Request -
Recast every line of the records below as a Markdown table with the columns "Row" and "Entry", numbering each row and skipping blank lines. Leave the pictures out.

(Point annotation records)
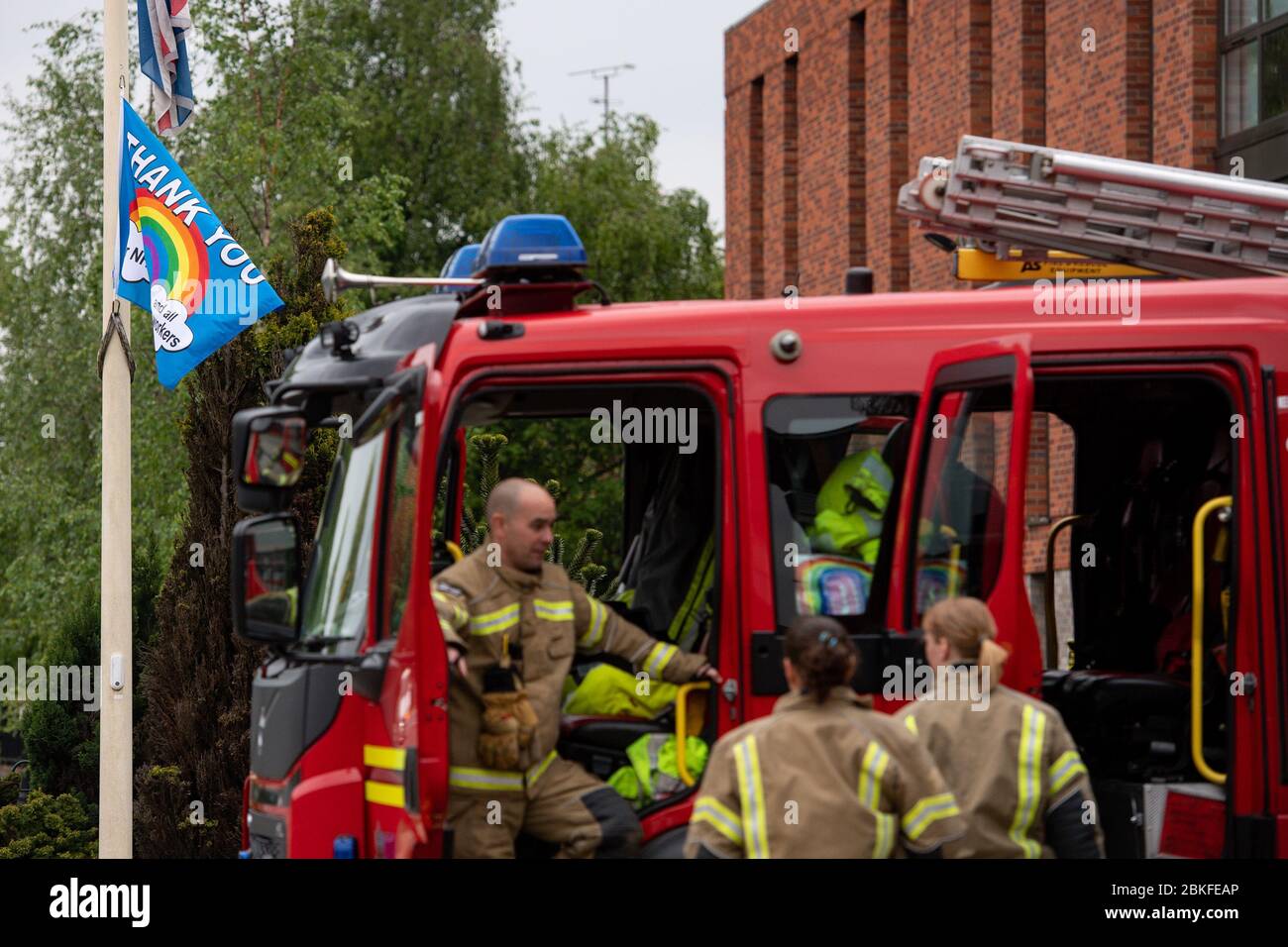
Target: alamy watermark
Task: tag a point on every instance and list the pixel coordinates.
(649, 425)
(1109, 296)
(910, 681)
(71, 684)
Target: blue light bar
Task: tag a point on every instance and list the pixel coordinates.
(531, 241)
(459, 265)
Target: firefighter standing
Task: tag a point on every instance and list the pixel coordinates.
(511, 628)
(1008, 758)
(824, 775)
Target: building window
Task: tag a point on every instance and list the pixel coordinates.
(1253, 63)
(1253, 52)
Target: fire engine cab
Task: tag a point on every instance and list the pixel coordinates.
(1153, 616)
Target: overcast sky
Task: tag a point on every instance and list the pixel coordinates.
(675, 46)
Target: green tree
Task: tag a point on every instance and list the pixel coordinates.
(60, 737)
(50, 333)
(50, 827)
(643, 243)
(193, 737)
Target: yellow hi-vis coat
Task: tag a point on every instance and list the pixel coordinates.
(1014, 770)
(836, 780)
(549, 617)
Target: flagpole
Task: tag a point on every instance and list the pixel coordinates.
(116, 728)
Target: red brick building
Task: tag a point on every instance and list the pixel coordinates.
(831, 103)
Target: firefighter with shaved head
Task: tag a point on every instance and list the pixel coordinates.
(513, 622)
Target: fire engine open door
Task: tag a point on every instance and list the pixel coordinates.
(961, 527)
(413, 697)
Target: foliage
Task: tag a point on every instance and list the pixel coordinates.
(194, 736)
(60, 737)
(50, 826)
(50, 330)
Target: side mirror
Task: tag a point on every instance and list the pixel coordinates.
(268, 455)
(266, 579)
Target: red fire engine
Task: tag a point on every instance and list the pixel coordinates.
(1162, 598)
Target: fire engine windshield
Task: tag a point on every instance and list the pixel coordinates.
(339, 578)
(833, 467)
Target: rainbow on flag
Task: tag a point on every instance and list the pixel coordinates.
(176, 261)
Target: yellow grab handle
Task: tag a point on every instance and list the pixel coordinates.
(1197, 643)
(682, 701)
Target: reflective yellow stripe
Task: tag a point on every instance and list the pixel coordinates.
(473, 777)
(928, 810)
(597, 618)
(719, 815)
(658, 659)
(887, 825)
(1065, 770)
(536, 771)
(752, 793)
(490, 622)
(384, 757)
(384, 793)
(1028, 785)
(553, 611)
(875, 762)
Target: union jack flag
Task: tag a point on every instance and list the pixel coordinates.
(163, 59)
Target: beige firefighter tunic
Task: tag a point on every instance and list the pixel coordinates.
(1010, 763)
(836, 780)
(549, 616)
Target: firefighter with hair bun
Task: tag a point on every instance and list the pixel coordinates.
(1008, 757)
(824, 776)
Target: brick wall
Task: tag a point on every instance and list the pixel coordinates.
(831, 103)
(855, 91)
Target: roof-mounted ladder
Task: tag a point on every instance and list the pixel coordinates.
(1008, 195)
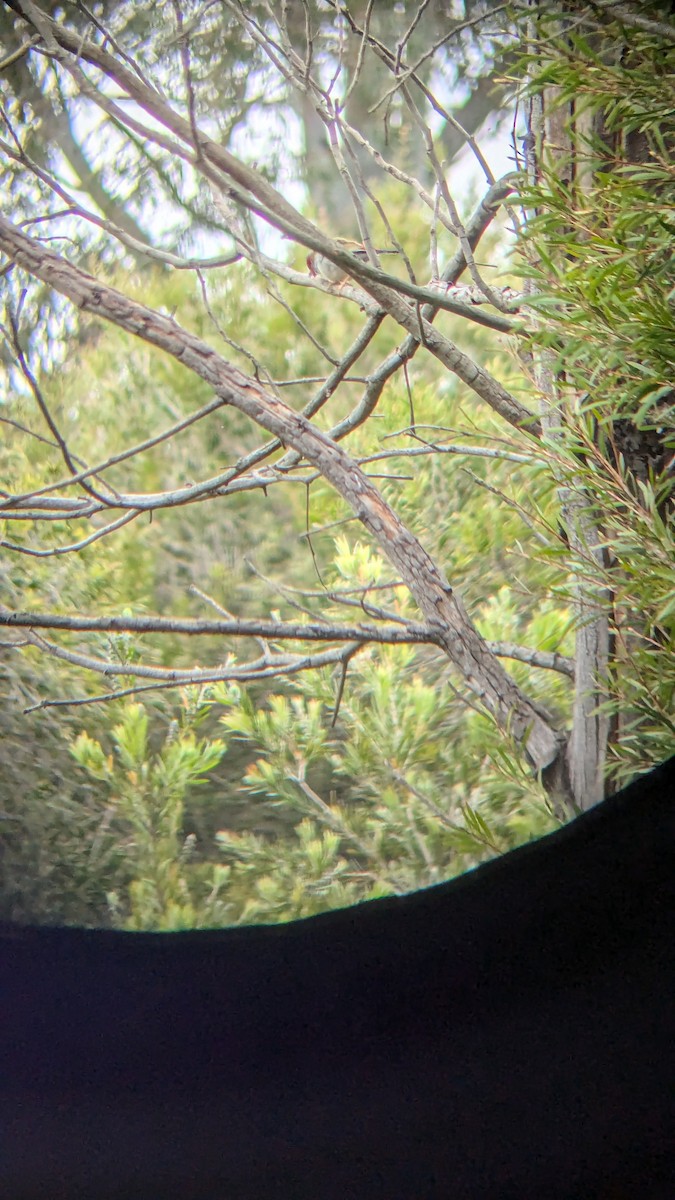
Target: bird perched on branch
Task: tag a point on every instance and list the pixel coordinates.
(317, 264)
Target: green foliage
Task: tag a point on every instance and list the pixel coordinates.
(144, 795)
(598, 246)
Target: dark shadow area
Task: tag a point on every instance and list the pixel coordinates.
(507, 1035)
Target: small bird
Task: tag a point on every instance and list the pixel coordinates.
(317, 264)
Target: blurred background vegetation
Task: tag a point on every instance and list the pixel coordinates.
(223, 804)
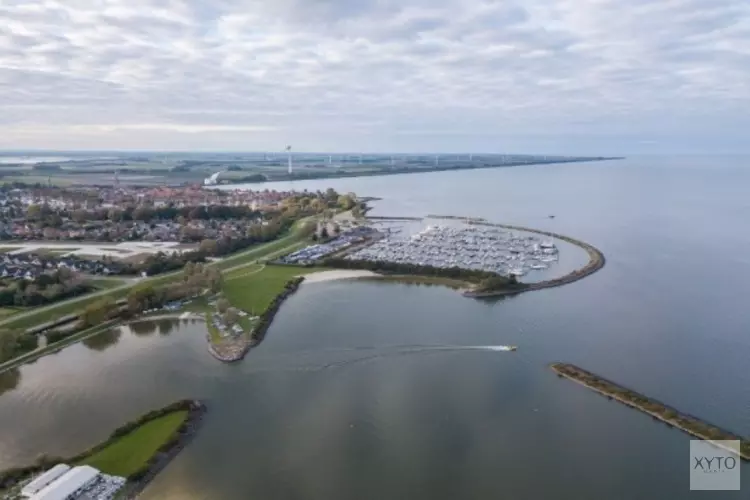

Correct response -
| Row | Entry |
|---|---|
| 1 | Target: alamy watermark |
| 2 | Task: tag a point on every instance and list the pixel coordinates. |
| 3 | (649, 425) |
| 4 | (1109, 296) |
| 5 | (910, 681) |
| 6 | (71, 684) |
| 7 | Target: blue light bar |
| 8 | Task: tag a point on every instance and list the pixel coordinates. |
| 9 | (531, 241) |
| 10 | (459, 265) |
| 11 | Target: firefighter standing |
| 12 | Task: tag a point on every instance and list the pixel coordinates. |
| 13 | (511, 628) |
| 14 | (1008, 758) |
| 15 | (824, 775) |
| 16 | Target: building window |
| 17 | Task: tag a point on every instance and list the pixel coordinates. |
| 18 | (1253, 63) |
| 19 | (1253, 52) |
| 20 | Target: fire engine cab |
| 21 | Task: tag a point on every instance and list the pixel coordinates. |
| 22 | (1153, 616) |
| 23 | Target: overcast sky |
| 24 | Task: tag a point on every instance and list the pixel coordinates. |
| 25 | (675, 46) |
| 26 | Target: green tree |
| 27 | Task: tag a point on every instance and list the pixel coordinates. |
| 28 | (60, 737) |
| 29 | (50, 333) |
| 30 | (50, 827) |
| 31 | (643, 243) |
| 32 | (193, 737) |
| 33 | Target: yellow hi-vis coat |
| 34 | Task: tag a point on every instance and list the pixel coordinates. |
| 35 | (1014, 770) |
| 36 | (836, 780) |
| 37 | (549, 617) |
| 38 | Target: flagpole |
| 39 | Task: tag a point on every instance and list the pixel coordinates. |
| 40 | (116, 728) |
| 41 | Target: red brick building |
| 42 | Task: tag a point on every instance and list the pixel coordinates. |
| 43 | (831, 103) |
| 44 | Target: firefighter with shaved head |
| 45 | Task: tag a point on every instance and list the pixel coordinates. |
| 46 | (513, 622) |
| 47 | Target: fire engine open door |
| 48 | Task: tag a point on every instance and list the pixel coordinates. |
| 49 | (961, 527) |
| 50 | (413, 697) |
| 51 | Target: foliage |
| 52 | Task: tag a point on every instance and list the pixel coordinates. |
| 53 | (194, 736) |
| 54 | (60, 737) |
| 55 | (50, 826) |
| 56 | (50, 330) |
| 57 | Target: side mirror |
| 58 | Task: tag a point on every instance and list the pixel coordinates. |
| 59 | (268, 455) |
| 60 | (266, 579) |
| 61 | Target: red fire engine |
| 62 | Task: tag a point on every instance and list the pixel coordinates. |
| 63 | (1162, 598) |
| 64 | Target: fire engine windshield |
| 65 | Task: tag a point on every instance and list the pixel coordinates. |
| 66 | (339, 578) |
| 67 | (833, 467) |
| 68 | Target: rainbow on flag |
| 69 | Task: tag a point on every instance and list the pixel coordinates. |
| 70 | (176, 261) |
| 71 | Target: yellow grab handle |
| 72 | Task: tag a point on every instance and list the pixel coordinates. |
| 73 | (1197, 643) |
| 74 | (682, 701) |
| 75 | Target: reflective yellow stripe |
| 76 | Task: tag a point on every instance and list the pixel coordinates. |
| 77 | (473, 777) |
| 78 | (928, 810) |
| 79 | (597, 618) |
| 80 | (719, 815) |
| 81 | (658, 659) |
| 82 | (887, 825) |
| 83 | (1065, 770) |
| 84 | (536, 771) |
| 85 | (752, 793) |
| 86 | (490, 622) |
| 87 | (384, 757) |
| 88 | (384, 793) |
| 89 | (1028, 785) |
| 90 | (553, 611) |
| 91 | (875, 762) |
| 92 | Target: union jack flag |
| 93 | Task: tag a point on every instance and list the pixel coordinates. |
| 94 | (163, 59) |
| 95 | Target: beige firefighter tunic |
| 96 | Task: tag a point on every instance and list the pixel coordinates. |
| 97 | (1010, 763) |
| 98 | (836, 780) |
| 99 | (549, 616) |
| 100 | Target: firefighter with hair bun |
| 101 | Task: tag a point on every instance and list the pixel coordinates. |
| 102 | (1008, 757) |
| 103 | (824, 776) |
| 104 | Target: brick wall |
| 105 | Task: tag a point on every instance and list the pixel coordinates. |
| 106 | (831, 103) |
| 107 | (855, 91) |
| 108 | Target: roof-mounted ladder |
| 109 | Task: tag a point on every instance and list the pixel coordinates. |
| 110 | (1008, 195) |
| 111 | Target: bird perched on branch |
| 112 | Task: tag a point on every instance and list the pixel coordinates. |
| 113 | (317, 264) |
| 114 | Target: green foliage |
| 115 | Task: tag a point on every instance and list the pixel coordinates. |
| 116 | (144, 795) |
| 117 | (598, 246) |
| 118 | Target: dark shadow area |
| 119 | Task: tag a point on every instance and list the pixel coordinates. |
| 120 | (507, 1035) |
| 121 | Target: small bird |
| 122 | Task: tag a point on every instance and list the pixel coordinates. |
| 123 | (317, 264) |
| 124 | Target: blurred background vegetation |
| 125 | Task: tag a point on every instance and list the pixel coordinates. |
| 126 | (223, 804) |